Stored dataset items
--------------------
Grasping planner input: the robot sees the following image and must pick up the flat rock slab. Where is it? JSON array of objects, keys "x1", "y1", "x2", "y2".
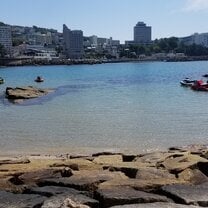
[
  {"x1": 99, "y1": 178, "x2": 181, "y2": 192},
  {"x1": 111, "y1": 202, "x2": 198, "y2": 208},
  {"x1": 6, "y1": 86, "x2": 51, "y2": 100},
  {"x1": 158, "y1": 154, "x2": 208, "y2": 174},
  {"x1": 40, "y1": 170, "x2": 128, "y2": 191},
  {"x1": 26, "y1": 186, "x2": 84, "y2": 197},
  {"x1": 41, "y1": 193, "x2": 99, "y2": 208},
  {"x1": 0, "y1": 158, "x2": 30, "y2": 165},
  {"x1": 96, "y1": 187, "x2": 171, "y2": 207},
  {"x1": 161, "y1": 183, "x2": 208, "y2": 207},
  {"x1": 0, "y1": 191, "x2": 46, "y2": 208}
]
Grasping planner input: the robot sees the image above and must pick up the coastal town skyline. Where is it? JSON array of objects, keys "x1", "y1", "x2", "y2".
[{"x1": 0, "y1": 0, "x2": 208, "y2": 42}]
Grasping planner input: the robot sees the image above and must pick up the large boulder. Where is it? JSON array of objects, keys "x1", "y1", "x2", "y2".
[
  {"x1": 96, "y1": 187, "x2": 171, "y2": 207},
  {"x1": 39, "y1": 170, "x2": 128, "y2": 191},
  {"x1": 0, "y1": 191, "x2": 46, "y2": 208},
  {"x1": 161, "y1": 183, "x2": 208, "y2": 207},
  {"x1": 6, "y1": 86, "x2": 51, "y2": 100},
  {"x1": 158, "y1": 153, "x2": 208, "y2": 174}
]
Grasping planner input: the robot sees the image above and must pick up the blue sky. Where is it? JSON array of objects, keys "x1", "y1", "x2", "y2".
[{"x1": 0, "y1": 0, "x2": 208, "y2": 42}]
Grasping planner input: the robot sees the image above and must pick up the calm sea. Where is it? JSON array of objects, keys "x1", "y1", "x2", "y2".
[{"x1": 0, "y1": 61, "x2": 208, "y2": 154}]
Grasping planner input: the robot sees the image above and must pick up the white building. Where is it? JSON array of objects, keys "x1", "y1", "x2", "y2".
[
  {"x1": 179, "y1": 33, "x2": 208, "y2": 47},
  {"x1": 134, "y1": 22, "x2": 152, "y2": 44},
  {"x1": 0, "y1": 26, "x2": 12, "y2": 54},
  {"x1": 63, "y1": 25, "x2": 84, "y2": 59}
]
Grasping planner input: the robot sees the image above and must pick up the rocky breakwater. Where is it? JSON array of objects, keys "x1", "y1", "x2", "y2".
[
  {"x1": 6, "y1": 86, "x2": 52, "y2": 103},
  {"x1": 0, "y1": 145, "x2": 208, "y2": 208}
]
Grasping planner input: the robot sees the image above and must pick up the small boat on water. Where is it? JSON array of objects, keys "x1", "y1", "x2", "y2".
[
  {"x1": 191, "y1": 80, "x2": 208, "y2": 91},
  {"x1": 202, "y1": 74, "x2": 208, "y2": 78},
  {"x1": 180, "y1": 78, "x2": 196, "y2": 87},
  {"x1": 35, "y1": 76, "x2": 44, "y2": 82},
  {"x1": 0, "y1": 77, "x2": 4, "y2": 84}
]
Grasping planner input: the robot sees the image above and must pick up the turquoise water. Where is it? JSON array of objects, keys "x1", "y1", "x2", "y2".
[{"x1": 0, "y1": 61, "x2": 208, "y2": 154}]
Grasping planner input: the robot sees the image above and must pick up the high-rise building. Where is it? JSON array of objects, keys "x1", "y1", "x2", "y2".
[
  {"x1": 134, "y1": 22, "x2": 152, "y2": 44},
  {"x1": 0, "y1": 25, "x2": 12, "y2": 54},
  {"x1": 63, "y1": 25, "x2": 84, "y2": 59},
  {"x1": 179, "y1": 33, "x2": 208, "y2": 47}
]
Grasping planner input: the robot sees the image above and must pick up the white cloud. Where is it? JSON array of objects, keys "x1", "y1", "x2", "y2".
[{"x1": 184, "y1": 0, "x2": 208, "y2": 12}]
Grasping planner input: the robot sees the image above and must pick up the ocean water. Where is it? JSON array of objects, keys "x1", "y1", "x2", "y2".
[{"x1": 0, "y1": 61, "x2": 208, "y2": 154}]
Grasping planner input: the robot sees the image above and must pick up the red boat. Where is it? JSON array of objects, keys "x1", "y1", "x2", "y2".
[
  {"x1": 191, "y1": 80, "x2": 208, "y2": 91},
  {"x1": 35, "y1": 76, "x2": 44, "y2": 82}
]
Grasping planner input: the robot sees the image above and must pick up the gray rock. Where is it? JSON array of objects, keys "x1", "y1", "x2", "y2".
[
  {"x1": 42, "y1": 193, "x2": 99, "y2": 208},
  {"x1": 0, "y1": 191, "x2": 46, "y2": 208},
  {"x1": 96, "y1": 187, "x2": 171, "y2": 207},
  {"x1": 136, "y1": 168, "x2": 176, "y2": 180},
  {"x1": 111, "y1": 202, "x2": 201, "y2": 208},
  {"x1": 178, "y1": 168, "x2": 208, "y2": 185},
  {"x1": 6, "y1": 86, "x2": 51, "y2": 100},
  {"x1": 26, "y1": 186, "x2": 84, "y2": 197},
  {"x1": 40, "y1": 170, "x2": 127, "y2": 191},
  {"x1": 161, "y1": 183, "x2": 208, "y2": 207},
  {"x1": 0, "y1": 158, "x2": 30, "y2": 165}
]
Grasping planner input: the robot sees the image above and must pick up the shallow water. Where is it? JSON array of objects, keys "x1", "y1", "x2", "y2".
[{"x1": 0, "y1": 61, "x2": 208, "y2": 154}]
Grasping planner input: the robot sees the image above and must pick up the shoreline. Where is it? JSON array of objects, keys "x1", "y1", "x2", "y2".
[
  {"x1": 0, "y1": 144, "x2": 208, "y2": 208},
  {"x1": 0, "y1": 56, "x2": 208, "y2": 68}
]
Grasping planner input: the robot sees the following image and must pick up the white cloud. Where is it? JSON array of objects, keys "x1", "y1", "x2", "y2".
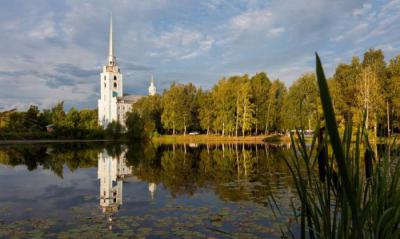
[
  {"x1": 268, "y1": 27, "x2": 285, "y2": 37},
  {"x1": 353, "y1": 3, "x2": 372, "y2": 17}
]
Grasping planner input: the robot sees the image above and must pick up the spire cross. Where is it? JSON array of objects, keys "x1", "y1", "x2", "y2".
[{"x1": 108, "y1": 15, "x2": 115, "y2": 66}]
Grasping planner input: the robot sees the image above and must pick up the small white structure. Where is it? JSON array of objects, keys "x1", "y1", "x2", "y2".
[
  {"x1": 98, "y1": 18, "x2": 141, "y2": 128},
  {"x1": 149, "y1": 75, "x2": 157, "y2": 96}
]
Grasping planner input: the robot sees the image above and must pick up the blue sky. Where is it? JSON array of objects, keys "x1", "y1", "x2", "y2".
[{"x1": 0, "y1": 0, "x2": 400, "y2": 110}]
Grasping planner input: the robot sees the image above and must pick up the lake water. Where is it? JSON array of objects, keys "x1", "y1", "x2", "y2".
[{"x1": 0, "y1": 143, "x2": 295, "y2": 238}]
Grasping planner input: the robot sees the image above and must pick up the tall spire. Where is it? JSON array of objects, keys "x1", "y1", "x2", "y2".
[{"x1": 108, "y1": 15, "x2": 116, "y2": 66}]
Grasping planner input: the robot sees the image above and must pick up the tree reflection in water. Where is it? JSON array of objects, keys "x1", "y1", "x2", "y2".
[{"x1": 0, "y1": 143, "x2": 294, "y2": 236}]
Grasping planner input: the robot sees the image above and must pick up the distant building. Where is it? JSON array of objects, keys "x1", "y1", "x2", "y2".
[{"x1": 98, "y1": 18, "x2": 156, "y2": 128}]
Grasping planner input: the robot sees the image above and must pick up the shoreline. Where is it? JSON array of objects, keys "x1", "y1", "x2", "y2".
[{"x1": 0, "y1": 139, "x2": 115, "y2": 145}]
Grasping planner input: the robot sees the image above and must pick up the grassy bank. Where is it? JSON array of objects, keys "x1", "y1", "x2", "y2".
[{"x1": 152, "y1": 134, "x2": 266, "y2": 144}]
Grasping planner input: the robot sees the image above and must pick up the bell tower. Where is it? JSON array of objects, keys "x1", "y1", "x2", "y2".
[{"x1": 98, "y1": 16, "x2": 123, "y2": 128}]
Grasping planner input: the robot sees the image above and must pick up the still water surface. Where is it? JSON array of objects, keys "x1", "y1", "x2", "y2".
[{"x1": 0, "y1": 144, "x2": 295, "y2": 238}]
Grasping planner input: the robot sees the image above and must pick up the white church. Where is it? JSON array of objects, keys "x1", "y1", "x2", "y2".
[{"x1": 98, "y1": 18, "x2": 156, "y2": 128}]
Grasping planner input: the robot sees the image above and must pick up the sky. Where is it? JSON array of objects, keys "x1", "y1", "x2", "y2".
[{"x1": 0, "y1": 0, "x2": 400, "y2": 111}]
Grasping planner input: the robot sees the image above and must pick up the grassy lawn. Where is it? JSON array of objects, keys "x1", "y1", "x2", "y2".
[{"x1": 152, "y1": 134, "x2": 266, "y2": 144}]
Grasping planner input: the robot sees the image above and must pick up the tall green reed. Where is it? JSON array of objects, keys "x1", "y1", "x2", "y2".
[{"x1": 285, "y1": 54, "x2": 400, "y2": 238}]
--------------------
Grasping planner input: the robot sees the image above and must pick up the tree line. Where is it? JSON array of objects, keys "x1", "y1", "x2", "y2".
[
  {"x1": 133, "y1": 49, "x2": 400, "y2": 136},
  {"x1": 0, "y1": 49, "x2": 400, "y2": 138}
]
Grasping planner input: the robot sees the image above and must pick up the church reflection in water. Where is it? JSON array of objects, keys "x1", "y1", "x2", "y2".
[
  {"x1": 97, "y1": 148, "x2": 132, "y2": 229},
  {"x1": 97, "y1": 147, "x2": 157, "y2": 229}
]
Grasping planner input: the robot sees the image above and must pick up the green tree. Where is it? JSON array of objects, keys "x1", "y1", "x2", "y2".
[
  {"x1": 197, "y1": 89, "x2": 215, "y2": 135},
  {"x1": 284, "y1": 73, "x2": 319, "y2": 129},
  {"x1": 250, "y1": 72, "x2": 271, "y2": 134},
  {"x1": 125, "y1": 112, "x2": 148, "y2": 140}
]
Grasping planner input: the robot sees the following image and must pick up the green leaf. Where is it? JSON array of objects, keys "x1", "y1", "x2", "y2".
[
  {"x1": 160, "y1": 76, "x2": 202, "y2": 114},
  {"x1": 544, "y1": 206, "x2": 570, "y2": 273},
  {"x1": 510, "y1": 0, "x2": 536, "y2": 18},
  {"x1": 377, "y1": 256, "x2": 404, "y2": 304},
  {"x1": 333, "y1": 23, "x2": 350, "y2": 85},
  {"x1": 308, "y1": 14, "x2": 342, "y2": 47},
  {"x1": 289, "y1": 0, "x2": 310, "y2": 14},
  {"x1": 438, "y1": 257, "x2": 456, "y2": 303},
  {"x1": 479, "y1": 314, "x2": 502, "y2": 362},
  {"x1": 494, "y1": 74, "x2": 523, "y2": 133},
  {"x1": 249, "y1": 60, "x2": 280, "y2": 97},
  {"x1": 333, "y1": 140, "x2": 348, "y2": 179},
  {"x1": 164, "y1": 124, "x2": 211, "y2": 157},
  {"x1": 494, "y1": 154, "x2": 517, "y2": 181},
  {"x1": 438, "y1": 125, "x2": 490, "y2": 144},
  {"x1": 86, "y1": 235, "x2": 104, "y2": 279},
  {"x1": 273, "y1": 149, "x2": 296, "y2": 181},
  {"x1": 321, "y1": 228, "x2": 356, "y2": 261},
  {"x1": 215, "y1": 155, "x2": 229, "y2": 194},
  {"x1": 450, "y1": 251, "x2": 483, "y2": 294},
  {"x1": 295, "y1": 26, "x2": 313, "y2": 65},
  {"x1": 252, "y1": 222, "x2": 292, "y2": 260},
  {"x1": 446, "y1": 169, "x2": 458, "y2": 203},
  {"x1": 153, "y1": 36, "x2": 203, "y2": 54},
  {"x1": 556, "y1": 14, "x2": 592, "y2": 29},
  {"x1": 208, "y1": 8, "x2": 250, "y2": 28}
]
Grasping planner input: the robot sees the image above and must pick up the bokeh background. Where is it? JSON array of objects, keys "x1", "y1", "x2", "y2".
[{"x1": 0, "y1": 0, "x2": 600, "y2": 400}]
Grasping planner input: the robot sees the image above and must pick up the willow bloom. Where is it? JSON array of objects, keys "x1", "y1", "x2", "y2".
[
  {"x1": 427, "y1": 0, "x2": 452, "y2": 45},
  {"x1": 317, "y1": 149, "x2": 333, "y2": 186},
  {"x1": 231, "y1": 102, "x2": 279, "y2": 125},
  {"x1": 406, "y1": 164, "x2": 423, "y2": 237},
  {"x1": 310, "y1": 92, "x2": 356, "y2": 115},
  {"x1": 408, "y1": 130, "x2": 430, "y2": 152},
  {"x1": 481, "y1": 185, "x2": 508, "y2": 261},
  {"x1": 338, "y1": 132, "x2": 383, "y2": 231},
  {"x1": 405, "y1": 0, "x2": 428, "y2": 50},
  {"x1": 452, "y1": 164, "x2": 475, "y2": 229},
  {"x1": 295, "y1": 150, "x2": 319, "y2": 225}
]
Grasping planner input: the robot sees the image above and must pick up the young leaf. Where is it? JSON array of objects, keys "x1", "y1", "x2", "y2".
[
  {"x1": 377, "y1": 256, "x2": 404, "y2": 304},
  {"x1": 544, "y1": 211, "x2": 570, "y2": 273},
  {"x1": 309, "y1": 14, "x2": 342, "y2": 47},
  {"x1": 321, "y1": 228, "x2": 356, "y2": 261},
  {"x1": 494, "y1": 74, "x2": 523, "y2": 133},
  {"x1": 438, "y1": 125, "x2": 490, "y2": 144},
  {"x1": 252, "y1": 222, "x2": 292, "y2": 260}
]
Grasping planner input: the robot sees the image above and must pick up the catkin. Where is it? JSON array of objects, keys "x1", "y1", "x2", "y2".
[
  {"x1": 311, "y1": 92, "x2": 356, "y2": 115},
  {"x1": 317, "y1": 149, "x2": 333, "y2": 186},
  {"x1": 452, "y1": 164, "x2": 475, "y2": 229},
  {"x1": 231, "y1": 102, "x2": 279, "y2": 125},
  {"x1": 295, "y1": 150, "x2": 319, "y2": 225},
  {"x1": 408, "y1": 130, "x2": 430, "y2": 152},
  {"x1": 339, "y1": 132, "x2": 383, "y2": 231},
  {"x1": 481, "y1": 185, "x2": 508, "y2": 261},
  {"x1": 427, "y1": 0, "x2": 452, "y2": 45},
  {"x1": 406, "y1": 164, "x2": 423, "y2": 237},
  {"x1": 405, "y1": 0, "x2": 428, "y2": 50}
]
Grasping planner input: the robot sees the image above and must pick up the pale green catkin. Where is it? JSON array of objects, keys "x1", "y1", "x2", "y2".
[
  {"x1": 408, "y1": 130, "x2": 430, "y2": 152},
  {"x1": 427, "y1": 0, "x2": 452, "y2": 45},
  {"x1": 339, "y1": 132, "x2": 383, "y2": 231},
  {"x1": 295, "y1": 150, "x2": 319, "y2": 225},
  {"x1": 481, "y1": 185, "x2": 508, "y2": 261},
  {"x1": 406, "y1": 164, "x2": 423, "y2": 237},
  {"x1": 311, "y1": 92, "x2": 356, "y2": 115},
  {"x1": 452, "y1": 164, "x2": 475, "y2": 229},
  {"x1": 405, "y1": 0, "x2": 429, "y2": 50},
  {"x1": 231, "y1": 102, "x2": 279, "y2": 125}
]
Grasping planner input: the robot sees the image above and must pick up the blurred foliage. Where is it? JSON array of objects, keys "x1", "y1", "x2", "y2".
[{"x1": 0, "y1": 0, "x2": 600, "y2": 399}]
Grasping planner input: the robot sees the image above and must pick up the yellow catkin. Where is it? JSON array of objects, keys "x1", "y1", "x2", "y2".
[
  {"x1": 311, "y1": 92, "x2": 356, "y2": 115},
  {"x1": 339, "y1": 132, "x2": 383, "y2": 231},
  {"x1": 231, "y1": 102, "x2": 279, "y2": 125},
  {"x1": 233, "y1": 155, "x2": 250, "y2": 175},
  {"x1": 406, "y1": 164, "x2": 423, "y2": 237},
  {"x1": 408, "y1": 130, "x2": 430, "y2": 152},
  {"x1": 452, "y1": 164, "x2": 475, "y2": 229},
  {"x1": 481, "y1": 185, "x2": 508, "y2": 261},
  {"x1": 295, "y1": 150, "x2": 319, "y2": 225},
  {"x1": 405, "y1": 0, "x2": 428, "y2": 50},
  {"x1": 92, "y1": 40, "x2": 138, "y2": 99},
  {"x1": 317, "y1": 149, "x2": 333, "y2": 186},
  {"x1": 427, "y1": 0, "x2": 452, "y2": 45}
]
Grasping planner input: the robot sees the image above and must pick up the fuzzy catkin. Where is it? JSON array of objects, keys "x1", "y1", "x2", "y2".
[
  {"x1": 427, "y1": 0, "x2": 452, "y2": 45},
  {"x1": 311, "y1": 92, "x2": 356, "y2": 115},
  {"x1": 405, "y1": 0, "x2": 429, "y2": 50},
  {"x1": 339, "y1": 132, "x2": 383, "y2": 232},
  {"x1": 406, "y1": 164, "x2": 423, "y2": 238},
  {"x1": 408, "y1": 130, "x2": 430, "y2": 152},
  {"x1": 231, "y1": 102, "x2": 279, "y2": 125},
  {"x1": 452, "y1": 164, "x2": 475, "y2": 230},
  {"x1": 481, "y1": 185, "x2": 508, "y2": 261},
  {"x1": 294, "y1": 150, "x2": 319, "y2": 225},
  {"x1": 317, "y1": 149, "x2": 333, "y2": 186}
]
--------------------
THE REQUEST: Select every line of the stored dataset items above that contains the string "tall", and copy each in full. Matching is case-sensitive.

EXERCISE RESULT:
Grasping planner input: the robot sees the image above and must pick up the tall spire. Where is it? JSON array of objects, keys "x1", "y1", "x2", "y2".
Grasping planner input: the robot sees the image above and must pick up the tall green reed. Where is it? JSON array of objects, keys "x1", "y1", "x2", "y2".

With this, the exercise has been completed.